=== WHAT TO PRODUCE ===
A word-for-word transcription of the data below is required.

Saved data entries:
☆ ☆ ☆ ☆ ☆ ☆ ☆
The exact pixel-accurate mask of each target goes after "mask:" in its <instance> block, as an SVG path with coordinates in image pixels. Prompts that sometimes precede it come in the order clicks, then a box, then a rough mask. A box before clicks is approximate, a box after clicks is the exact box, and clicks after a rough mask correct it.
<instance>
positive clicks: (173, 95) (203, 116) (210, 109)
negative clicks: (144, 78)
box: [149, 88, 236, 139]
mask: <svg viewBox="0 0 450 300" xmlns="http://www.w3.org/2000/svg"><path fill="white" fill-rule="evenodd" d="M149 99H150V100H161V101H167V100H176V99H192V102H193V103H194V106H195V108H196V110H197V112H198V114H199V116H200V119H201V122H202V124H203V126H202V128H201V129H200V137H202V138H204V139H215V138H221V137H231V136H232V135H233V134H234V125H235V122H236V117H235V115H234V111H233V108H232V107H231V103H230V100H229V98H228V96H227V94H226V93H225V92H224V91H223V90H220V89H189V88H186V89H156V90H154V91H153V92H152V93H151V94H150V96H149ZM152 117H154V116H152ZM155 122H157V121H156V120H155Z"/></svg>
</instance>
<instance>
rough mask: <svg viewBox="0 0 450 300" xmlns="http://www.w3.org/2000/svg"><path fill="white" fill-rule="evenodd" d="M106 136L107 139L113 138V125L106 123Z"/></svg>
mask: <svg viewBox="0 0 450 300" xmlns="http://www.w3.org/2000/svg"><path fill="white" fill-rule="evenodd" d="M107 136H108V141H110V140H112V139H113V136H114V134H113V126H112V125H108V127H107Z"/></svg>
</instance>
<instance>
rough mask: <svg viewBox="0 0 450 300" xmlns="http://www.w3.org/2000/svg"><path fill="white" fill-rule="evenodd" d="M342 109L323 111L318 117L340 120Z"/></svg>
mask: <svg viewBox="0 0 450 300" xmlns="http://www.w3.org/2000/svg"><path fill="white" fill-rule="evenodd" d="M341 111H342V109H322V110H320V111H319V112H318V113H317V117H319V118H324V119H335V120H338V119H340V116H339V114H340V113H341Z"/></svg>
☆ ☆ ☆ ☆ ☆ ☆ ☆
=== RESPONSE FOR THIS EXERCISE ===
The exact pixel-accurate mask of each target goes after "mask:" in its <instance> block, as an SVG path with coordinates in image pixels. Prompts that sometimes precede it come in the order clicks, then a box, then a rough mask. A box before clicks is approximate, a box after clicks is the exact box, and clicks after a rough mask correct it.
<instance>
positive clicks: (173, 95) (203, 116) (210, 109)
negative clicks: (144, 78)
box: [149, 88, 236, 139]
mask: <svg viewBox="0 0 450 300" xmlns="http://www.w3.org/2000/svg"><path fill="white" fill-rule="evenodd" d="M149 99H150V100H161V101H167V100H176V99H192V102H193V103H194V106H195V108H196V110H197V112H198V114H199V116H200V119H201V122H202V124H203V126H202V128H201V129H200V137H202V138H204V139H215V138H221V137H231V136H232V135H233V134H234V125H235V122H236V117H235V115H234V111H233V108H232V107H231V103H230V100H229V98H228V96H227V94H226V93H225V92H224V91H223V90H220V89H189V88H186V89H156V90H154V91H153V92H152V93H151V94H150V96H149ZM152 117H154V116H152ZM155 122H157V121H156V120H155Z"/></svg>
</instance>
<instance>
rough mask: <svg viewBox="0 0 450 300" xmlns="http://www.w3.org/2000/svg"><path fill="white" fill-rule="evenodd" d="M106 136L107 139L113 138V125L106 123Z"/></svg>
mask: <svg viewBox="0 0 450 300" xmlns="http://www.w3.org/2000/svg"><path fill="white" fill-rule="evenodd" d="M107 136H108V141H110V140H112V139H113V136H114V134H113V126H112V125H108V127H107Z"/></svg>
</instance>
<instance>
rough mask: <svg viewBox="0 0 450 300" xmlns="http://www.w3.org/2000/svg"><path fill="white" fill-rule="evenodd" d="M342 109L323 111L318 117L340 120Z"/></svg>
mask: <svg viewBox="0 0 450 300" xmlns="http://www.w3.org/2000/svg"><path fill="white" fill-rule="evenodd" d="M341 111H342V109H322V110H320V111H319V112H318V113H317V117H319V118H324V119H335V120H338V119H340V116H339V114H340V113H341Z"/></svg>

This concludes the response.